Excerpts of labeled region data
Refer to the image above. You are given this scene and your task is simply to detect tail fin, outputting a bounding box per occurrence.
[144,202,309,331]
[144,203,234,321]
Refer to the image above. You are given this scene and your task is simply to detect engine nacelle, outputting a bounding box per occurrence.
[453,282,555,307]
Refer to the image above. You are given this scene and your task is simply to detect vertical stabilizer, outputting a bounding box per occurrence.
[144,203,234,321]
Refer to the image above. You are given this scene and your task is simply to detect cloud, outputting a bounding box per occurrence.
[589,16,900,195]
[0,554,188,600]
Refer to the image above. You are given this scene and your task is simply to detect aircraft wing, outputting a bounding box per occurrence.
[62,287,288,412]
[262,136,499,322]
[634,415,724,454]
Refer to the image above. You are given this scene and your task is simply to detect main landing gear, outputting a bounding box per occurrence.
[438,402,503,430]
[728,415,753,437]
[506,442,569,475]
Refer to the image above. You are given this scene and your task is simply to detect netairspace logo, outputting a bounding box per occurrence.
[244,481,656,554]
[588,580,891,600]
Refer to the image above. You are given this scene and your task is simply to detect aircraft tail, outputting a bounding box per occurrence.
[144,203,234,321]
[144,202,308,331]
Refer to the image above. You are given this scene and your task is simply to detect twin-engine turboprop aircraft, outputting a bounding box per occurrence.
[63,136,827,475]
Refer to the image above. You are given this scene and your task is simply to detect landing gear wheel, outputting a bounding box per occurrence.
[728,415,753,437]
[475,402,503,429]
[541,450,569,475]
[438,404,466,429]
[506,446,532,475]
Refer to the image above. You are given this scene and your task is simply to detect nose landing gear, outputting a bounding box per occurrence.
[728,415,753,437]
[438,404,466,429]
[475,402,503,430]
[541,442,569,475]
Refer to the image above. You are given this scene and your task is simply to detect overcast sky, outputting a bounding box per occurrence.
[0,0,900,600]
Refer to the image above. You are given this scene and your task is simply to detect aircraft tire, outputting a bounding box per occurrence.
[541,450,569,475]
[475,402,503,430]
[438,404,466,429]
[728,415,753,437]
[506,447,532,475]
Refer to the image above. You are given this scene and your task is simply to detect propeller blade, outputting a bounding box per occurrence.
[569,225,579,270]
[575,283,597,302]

> [What you should do]
Reproduce every one of the records above word for word.

> [Exercise answer]
Refer to the image above. You are given this scene and your task is simply to detect tail fin, outputting a bounding box per occurrence.
[144,202,309,331]
[144,203,234,321]
Refer to the image above. You are given this scene and your task is simply to detect engine nacelle, outputting a bounding box per occurrence.
[453,282,555,307]
Refer to the image above. You are given this scene and your task is simply to detect vertical stabilizer, outputting a bounding box per occurrence.
[144,203,234,321]
Refer to the image above. You are given this scene and your task is simply to detect cloud, outputting a bounding box per occurrence.
[589,16,900,195]
[0,554,188,600]
Refer to the image above. You are given this scene and your task is simply to detect aircraft wing, outputting a bounding box per occurrence.
[62,287,288,412]
[262,136,499,322]
[634,415,724,454]
Refer to the image above. You are given this scene and your task is simply to detect main landing gear, outputting a bounding box per occurrence.
[438,402,503,430]
[728,415,753,437]
[506,442,569,475]
Refer to the image above. You are given this scene and your task is simply to detect netairspace logo, outputting a bounding box per occurrence.
[244,481,656,554]
[588,580,891,600]
Refer to the image above. You are given this scene and your task is simply to detect aircraft tail, outputting a bounding box per occurrence.
[144,203,234,321]
[144,202,308,331]
Refer to the image above. You are given this scene and your task is simply to detect twin-engine turboprop aircraft, outputting a bounding box per occurrence.
[63,136,827,475]
Refer to the image above. You are given this scene and your task is simply to detect landing gear wheel, outputting a bounding box per occurrence.
[728,415,753,437]
[475,402,503,429]
[541,450,569,475]
[438,404,466,429]
[506,446,532,475]
Refer to the image above. You are given this scene and your task is simply to detect nose landing gear, outputting a bounding box per occurrence.
[728,415,753,437]
[438,404,466,429]
[475,402,503,430]
[541,442,569,475]
Refer to the image above. You are given this scene and your task is simply to detect overcast sky, outputting a bounding box per occurrence.
[0,0,900,600]
Refer to the image above. You are given this scene and your task is simply to detect aircraft tire, outputting a bounding box per occurrence.
[541,450,569,475]
[475,402,503,430]
[438,404,466,429]
[728,415,753,437]
[506,447,532,475]
Refer to the image above. You are given this scene and your task is simply to detect propeller blade, outputting a bounding box per occurrence.
[569,225,579,270]
[575,283,597,302]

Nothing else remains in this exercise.